*Task prompt:*
Output an exact reproduction of the data.

*Provided material:*
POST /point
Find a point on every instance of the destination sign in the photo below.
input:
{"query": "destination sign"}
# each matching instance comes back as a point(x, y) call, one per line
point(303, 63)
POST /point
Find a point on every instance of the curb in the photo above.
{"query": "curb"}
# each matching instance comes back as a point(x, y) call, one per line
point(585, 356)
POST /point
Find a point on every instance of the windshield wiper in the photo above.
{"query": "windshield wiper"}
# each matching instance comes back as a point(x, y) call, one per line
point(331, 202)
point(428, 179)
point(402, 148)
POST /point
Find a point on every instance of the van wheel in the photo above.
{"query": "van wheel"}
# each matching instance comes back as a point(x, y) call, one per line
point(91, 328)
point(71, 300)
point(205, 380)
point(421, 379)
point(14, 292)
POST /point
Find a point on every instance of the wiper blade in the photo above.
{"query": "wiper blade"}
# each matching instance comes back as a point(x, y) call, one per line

*Written solution:*
POST /point
Find a point on every instance of the destination sign in the photo below.
input:
{"query": "destination sign"}
# each matching instance comes back as a point(x, y) call, one per line
point(303, 63)
POST /point
Find a point on every instance of the curb in the photo above.
{"query": "curb"}
# each matching instance comes back as a point(x, y) call, one per line
point(585, 356)
POST /point
Find a point on every instance of the windshield wiper in the photo above.
{"query": "windshield wiper"}
# each matching instance comes back as a point(x, y) call, one per line
point(331, 202)
point(428, 179)
point(402, 148)
POST /point
Find a point on every instance of the van wheel in the photo above.
{"query": "van wheel"}
# each matching instance comes back as a point(x, y) call, one per line
point(91, 328)
point(71, 300)
point(205, 380)
point(421, 379)
point(14, 292)
POST /point
Find a point on every instance of the wiper blade in the photo above.
{"query": "wiper blade"}
# each matching instance comes back as a point(x, y) call, one per line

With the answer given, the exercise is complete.